## Data provided

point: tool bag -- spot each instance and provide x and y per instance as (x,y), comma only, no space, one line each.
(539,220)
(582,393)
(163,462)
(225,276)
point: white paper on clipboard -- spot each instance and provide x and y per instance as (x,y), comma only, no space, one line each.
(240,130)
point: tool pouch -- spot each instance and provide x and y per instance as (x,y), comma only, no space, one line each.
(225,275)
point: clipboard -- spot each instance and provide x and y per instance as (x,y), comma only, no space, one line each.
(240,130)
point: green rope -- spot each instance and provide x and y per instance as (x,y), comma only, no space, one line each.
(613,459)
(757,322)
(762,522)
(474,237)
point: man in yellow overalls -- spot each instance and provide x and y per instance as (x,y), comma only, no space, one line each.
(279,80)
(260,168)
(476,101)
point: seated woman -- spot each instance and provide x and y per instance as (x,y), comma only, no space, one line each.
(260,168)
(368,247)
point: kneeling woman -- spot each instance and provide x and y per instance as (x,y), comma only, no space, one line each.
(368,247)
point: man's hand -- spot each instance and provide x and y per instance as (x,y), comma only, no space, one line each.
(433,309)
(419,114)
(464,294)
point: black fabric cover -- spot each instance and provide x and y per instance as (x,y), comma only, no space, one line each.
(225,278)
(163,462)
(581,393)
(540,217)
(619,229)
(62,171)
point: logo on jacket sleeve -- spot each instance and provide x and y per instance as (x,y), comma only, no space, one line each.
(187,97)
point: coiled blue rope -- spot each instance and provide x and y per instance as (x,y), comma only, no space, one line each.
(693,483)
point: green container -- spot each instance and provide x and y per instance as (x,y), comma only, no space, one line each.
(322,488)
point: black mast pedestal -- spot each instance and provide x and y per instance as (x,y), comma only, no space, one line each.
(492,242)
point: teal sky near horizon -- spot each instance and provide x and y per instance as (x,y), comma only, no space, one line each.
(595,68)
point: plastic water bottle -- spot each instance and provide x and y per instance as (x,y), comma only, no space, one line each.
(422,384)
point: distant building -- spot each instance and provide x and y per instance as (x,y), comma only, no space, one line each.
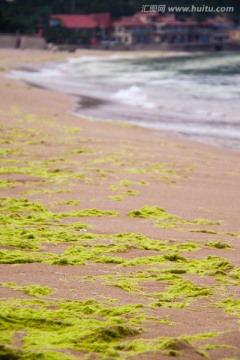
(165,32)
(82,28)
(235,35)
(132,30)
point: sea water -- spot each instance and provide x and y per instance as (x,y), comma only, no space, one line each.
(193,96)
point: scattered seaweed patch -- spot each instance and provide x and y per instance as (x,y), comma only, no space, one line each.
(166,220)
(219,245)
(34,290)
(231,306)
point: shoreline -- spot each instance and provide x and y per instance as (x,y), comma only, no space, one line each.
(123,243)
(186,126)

---

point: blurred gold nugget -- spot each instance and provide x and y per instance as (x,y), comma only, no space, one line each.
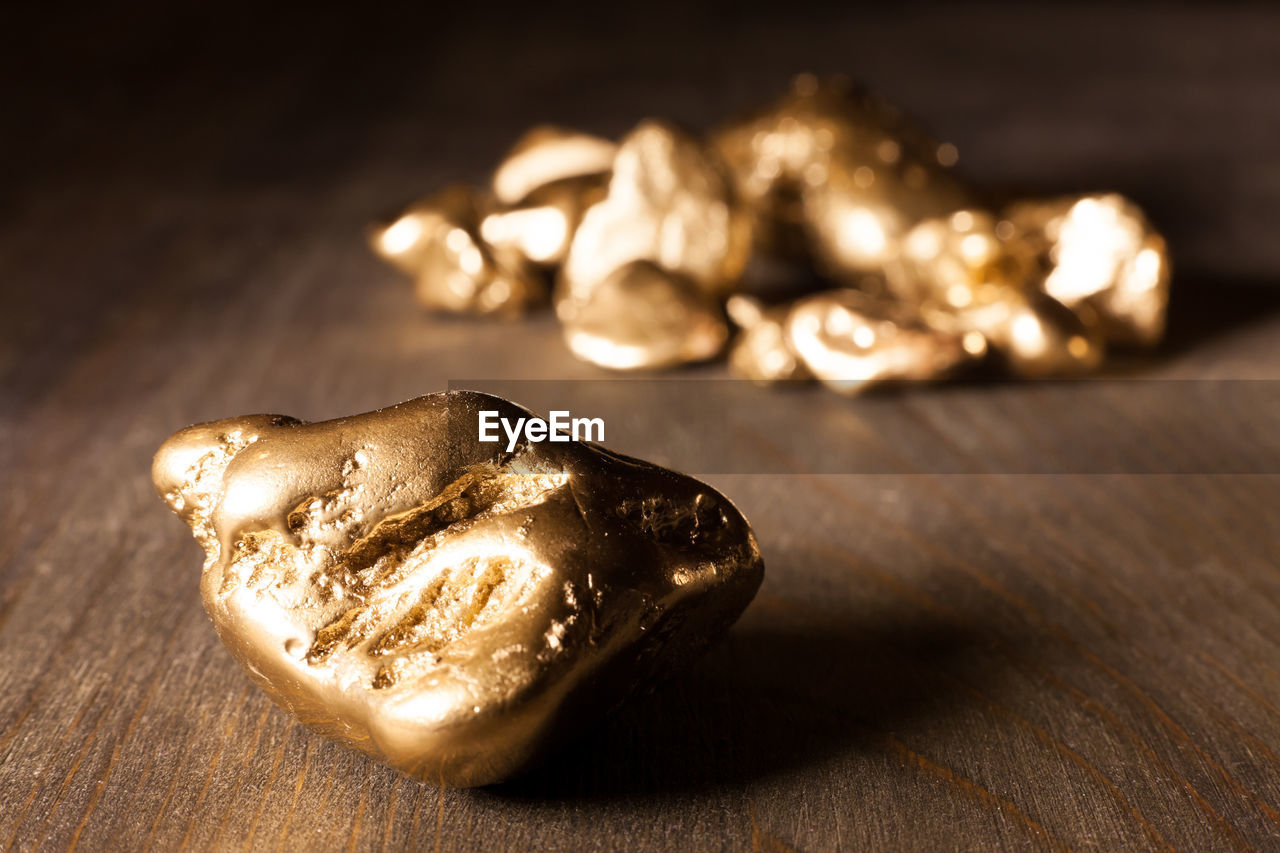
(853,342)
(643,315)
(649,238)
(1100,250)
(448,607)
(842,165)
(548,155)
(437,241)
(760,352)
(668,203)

## What is needed
Show every line above that contains the word "tool", copying each one in full and keeping the original order.

## Complete answer
point: tool bag -- spot each instance and provide x and y per instance as (x,y), comma only, no space, one line each.
point: tool pouch -- spot each instance and provide x and y per instance as (x,y), comma only, no space, one line each.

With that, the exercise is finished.